**Trecho do documento**
A redação original do artigo que está na Constituição hoje diz:

Art. 144. A segurança pública, dever do Estado, direito e responsabilidade de todos, é exercida para a preservação da ordem pública e da incolumidade das pessoas e do patrimônio, através dos seguintes órgãos:

  1. – polícia federal;
  2. – polícia rodoviária federal;
  3. – polícia ferroviária federal;
  4. – polícias civis;
  5. – polícias militares e corpos de bombeiros militares.”

Na verdade a PEC 51 retira as polícias militares, civis e Bombeiros militares da Constituição.

I – atuação isonômica em relação a todos os cidadãos, inclusive quanto à distribuição espacial da provisão de segurança pública;

Como se as polícias do Brasil hoje não tratassem os cidadãos de maneira “isonômica”, o que é um princípio falso.

II – valorização de estratégias de prevenção do crime e da violência;

Como a proposta de lei não diz como isso será feito é apenas letra morta para encantar que lê.

III – valorização dos profissionais da segurança pública;

Como a proposta de lei não diz como isso será feito é apenas letra morta para encantar que lê.

IV – garantia de funcionamento de mecanismos controle social e de promoção da transparência; e

É a ingerência direta nas atividades de Estado da polícia, onde um ente externo político, no caso a Ouvidoria Geral (ou Super Corregedoria) que será explicado mais a adiante.

V – prevenção e fiscalização efetivas de abusos e ilícitos cometidos por profissionais de segurança pública.

É a primeira vez que uma proposta de lei parte do princípio que servidores públicos profissionais cometem abusos e ilícitos por natureza. É o princípio mais absurdo e injusto da PEC 51, que para justificar a ingerência externa política dentro da corporação policial, diz que os policiais são criminosos por essência, já que quem comete abusos e ilícitos (crimes) é criminoso.

**Registros**
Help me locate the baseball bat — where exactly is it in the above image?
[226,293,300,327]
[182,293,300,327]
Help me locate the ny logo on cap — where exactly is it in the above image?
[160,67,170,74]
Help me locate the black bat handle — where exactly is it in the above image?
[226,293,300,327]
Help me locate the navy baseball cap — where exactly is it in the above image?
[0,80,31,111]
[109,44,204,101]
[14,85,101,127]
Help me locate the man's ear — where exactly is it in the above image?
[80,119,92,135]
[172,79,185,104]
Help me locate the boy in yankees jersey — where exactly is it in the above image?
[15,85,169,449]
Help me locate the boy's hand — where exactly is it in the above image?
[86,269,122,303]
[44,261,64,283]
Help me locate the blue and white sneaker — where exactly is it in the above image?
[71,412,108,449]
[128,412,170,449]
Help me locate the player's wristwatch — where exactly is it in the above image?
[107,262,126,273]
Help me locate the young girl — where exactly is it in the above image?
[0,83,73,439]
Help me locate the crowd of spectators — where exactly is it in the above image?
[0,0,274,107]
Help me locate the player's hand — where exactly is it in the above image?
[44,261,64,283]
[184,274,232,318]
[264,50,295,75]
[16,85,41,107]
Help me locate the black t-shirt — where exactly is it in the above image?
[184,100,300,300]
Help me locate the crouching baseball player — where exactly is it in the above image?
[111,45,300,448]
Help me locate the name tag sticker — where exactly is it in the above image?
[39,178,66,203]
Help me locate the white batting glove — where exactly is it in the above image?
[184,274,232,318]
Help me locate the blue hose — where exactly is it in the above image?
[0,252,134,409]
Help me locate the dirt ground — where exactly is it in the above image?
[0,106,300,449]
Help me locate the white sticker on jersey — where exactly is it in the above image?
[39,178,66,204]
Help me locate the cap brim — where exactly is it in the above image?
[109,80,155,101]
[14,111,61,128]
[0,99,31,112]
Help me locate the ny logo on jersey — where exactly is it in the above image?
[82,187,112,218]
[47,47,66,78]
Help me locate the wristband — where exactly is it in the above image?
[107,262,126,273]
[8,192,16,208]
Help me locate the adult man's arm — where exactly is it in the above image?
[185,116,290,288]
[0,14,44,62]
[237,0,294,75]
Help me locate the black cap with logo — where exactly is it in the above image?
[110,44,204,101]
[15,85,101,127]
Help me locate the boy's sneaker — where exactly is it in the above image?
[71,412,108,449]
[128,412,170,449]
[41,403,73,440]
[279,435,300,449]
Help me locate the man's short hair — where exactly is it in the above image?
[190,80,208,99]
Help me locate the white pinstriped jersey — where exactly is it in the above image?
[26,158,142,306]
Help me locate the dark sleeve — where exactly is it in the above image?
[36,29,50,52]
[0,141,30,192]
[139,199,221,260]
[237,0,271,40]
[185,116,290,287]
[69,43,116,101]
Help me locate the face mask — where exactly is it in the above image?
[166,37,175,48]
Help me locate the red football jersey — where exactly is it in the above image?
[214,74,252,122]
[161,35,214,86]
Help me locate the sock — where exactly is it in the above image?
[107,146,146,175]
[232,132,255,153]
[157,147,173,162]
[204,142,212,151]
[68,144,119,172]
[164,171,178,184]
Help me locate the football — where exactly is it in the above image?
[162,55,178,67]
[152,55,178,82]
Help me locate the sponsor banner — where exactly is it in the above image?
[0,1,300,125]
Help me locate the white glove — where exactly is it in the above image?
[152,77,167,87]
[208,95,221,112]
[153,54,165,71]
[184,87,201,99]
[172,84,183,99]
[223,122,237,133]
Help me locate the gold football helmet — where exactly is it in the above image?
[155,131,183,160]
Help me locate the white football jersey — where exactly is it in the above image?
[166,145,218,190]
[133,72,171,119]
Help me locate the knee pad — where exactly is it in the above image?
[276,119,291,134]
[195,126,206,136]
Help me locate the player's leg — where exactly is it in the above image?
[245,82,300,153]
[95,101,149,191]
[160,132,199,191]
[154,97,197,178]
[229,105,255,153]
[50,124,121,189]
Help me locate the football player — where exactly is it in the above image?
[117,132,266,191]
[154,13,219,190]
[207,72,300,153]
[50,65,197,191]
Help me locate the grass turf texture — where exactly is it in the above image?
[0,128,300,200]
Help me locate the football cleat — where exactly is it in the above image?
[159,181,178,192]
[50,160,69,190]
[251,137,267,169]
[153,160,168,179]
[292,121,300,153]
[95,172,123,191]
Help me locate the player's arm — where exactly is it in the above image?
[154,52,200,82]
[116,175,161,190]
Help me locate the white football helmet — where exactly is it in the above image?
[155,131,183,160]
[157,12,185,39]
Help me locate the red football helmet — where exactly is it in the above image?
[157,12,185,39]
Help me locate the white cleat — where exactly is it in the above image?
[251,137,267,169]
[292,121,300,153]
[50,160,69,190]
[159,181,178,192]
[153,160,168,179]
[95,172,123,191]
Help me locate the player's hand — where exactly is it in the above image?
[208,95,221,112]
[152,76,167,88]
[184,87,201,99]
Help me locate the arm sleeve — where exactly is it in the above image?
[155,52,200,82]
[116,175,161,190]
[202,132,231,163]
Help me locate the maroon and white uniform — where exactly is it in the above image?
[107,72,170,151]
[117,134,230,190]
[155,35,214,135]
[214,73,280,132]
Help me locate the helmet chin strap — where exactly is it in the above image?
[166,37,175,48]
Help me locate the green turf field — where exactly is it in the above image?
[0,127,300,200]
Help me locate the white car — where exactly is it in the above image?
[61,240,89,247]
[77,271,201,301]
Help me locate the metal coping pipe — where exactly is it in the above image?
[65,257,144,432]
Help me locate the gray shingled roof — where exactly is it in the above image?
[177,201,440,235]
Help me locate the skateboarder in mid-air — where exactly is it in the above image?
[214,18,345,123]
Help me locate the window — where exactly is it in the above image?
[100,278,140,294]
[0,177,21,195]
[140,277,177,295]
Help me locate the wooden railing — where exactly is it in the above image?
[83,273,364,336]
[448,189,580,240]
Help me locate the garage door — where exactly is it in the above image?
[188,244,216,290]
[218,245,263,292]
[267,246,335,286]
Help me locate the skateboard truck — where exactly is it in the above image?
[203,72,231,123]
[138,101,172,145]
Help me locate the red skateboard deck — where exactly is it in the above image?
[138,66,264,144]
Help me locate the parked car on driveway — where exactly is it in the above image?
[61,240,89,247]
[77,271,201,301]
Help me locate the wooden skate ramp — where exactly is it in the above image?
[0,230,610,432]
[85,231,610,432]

**O que se pede**
A – Resuma o trecho do documento em duas frases.
B – Diga se cada afirmação abaixo está de acordo com o trecho do documento, respondendo sim ou não e citando as palavras do trecho que decidem: (i) a redação original do art. 144 inclui a polícia ferroviária federal entre os órgãos da segurança pública; (ii) o trecho diz que a proposta explica como será feita a valorização dos profissionais da segurança pública; (iii) o trecho considera o princípio V o mais justo da PEC 51.
C – Traduza para o inglês esta frase do trecho do documento: "Na verdade a PEC 51 retira as polícias militares, civis e Bombeiros militares da Constituição."

**Respostas por tarefa**
A – O trecho reproduz a redação atual do art. 144 da Constituição, que lista os órgãos da segurança pública, e afirma que a PEC 51 retira dela as polícias militares, civis e os bombeiros militares. Depois comenta os princípios I a V da proposta: chama alguns de letra morta por não dizerem como serão cumpridos e critica o quinto por tratar os policiais como criminosos por essência.

B –
(i) Sim: "polícia ferroviária federal;"
(ii) Não: "a proposta de lei não diz como isso será feito"
(iii) Não: "É o princípio mais absurdo e injusto da PEC 51"

C – In fact, PEC 51 removes the military police, the civil police, and the military fire brigades from the Constitution.